[Konum işaretleme veri kümesinden alıntılar]
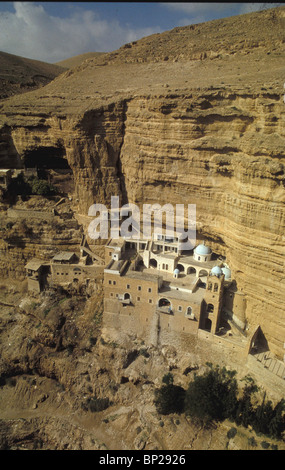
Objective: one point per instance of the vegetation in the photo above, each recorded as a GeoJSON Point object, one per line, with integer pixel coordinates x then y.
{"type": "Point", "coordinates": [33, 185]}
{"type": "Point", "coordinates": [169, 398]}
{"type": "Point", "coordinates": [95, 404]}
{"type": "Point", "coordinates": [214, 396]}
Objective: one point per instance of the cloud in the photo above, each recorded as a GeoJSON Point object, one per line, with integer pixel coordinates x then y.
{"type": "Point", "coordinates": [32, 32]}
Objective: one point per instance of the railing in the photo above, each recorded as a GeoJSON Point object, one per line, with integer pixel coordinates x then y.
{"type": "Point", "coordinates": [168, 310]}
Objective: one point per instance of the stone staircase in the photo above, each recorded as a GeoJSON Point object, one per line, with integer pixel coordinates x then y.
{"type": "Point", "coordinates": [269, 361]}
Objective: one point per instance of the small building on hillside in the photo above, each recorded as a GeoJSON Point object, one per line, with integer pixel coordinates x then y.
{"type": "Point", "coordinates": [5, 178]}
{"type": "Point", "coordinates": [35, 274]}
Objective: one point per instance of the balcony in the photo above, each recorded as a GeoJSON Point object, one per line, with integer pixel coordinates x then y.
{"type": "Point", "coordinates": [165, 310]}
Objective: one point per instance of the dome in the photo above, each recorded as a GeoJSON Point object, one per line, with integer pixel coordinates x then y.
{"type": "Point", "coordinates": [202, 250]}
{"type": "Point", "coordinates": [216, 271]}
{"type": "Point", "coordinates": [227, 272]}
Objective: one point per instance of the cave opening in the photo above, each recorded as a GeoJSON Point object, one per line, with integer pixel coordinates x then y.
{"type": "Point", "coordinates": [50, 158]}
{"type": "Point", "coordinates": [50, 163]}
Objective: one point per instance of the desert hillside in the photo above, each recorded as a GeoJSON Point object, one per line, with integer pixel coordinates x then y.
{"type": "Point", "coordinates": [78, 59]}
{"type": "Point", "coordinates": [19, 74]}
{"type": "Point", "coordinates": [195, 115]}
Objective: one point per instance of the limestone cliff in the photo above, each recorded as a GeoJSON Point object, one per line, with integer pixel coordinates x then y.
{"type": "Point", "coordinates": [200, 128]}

==

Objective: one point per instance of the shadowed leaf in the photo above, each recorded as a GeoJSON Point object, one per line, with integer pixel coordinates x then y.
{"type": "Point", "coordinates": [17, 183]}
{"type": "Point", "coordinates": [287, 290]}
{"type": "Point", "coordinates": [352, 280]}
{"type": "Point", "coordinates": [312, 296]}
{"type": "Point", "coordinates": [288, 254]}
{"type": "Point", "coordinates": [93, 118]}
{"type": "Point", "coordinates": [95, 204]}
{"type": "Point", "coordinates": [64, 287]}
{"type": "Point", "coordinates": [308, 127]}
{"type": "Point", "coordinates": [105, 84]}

**Göreviniz**
Yukarıdaki kayıtlardan "hillside" sözcüğünü içeren satırların tümünü seçerek hiçbir değişiklik yapmadan yazınız.

**Tam yanıt**
Objective: one point per instance of the small building on hillside in the photo above, each recorded as a GeoJSON Point object, one per line, with integer pixel coordinates x then y.
Objective: one point per instance of the desert hillside in the photo above, each recorded as a GeoJSON Point object, one per line, with integer pixel coordinates x then y.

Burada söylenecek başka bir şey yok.